**YOUR TASK**: Change every "rough mask" in the listing below to "coarse mask" and write it out again, keeping everything else the same.

**Records from a collection**:

□ □ □

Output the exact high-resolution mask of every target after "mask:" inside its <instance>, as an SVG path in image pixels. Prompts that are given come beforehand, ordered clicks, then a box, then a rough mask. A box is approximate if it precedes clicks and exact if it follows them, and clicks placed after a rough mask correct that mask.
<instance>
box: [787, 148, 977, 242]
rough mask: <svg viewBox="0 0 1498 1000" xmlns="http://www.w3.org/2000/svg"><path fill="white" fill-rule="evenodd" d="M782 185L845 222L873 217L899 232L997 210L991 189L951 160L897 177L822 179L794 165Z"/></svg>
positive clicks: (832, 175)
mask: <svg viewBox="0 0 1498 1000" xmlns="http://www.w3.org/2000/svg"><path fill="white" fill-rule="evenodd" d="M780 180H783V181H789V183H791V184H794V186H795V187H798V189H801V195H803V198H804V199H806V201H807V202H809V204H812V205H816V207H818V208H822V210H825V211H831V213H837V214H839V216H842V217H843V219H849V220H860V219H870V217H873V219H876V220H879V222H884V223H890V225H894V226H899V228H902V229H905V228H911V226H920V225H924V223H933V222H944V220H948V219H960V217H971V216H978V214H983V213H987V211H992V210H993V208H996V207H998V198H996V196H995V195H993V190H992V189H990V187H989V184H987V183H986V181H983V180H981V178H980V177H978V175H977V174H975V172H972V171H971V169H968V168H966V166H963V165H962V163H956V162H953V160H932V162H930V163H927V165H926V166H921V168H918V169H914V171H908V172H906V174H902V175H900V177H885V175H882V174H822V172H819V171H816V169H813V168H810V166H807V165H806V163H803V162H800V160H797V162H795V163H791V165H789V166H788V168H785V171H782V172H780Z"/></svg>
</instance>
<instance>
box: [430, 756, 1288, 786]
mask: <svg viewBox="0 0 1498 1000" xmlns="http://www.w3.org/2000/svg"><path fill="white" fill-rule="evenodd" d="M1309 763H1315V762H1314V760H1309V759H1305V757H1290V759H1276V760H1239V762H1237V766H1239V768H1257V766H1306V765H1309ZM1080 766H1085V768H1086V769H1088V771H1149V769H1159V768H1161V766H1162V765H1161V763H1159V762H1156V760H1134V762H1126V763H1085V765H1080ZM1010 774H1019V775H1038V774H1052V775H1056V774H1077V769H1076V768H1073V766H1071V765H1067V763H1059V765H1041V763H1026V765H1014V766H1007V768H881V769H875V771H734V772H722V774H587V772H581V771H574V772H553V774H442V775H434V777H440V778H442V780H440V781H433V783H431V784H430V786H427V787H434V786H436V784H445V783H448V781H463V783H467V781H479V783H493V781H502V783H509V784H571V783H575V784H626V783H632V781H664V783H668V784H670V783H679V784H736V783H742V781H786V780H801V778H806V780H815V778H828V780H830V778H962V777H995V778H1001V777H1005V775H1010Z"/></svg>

□ □ □

**SOLUTION TO THE PROBLEM**:
Output the exact high-resolution mask of every target after "mask:" inside its <instance>, as an SVG path in image pixels. Prompts that are given come beforehand, ordered clicks, then a box, then a coarse mask. A box is approximate if it precedes clicks and exact if it follows them, and clicks placed after a coarse mask correct that mask.
<instance>
box: [787, 148, 977, 242]
coarse mask: <svg viewBox="0 0 1498 1000" xmlns="http://www.w3.org/2000/svg"><path fill="white" fill-rule="evenodd" d="M782 185L845 222L873 217L899 232L997 210L991 189L951 160L897 177L822 179L794 165Z"/></svg>
positive clicks: (832, 175)
mask: <svg viewBox="0 0 1498 1000" xmlns="http://www.w3.org/2000/svg"><path fill="white" fill-rule="evenodd" d="M780 180H783V181H789V183H791V184H794V186H795V187H798V189H801V195H803V198H804V199H806V201H807V202H809V204H812V205H816V207H818V208H822V210H825V211H831V213H837V214H839V216H842V217H843V219H849V220H860V219H870V217H873V219H876V220H879V222H884V223H890V225H894V226H899V228H902V229H905V228H911V226H920V225H924V223H933V222H944V220H948V219H960V217H971V216H978V214H983V213H987V211H992V210H993V208H996V207H998V198H996V196H995V195H993V190H992V189H990V187H989V184H987V183H986V181H983V180H981V178H980V177H978V175H977V174H975V172H972V171H971V169H968V168H966V166H963V165H962V163H956V162H953V160H932V162H930V163H927V165H926V166H921V168H918V169H914V171H908V172H906V174H902V175H900V177H885V175H882V174H822V172H819V171H816V169H813V168H810V166H807V165H806V163H803V162H800V160H797V162H795V163H791V165H789V166H788V168H785V171H782V172H780Z"/></svg>
</instance>
<instance>
box: [430, 756, 1288, 786]
mask: <svg viewBox="0 0 1498 1000" xmlns="http://www.w3.org/2000/svg"><path fill="white" fill-rule="evenodd" d="M1309 763H1315V762H1314V760H1309V759H1305V757H1290V759H1276V760H1239V762H1237V766H1239V768H1257V766H1306V765H1309ZM1080 766H1085V768H1086V769H1088V771H1149V769H1159V768H1161V766H1162V765H1161V763H1159V762H1156V760H1134V762H1126V763H1085V765H1080ZM1010 774H1019V775H1038V774H1052V775H1056V774H1077V769H1076V768H1073V766H1071V765H1067V763H1059V765H1041V763H1026V765H1014V766H1007V768H881V769H875V771H734V772H722V774H587V772H581V771H574V772H553V774H442V775H434V777H440V778H442V780H440V781H433V783H431V784H430V786H427V787H434V786H436V784H445V783H448V781H463V783H467V781H479V783H493V781H502V783H509V784H571V783H575V784H626V783H632V781H664V783H668V784H670V783H679V784H736V783H742V781H786V780H801V778H806V780H815V778H828V780H830V778H962V777H995V778H1001V777H1005V775H1010Z"/></svg>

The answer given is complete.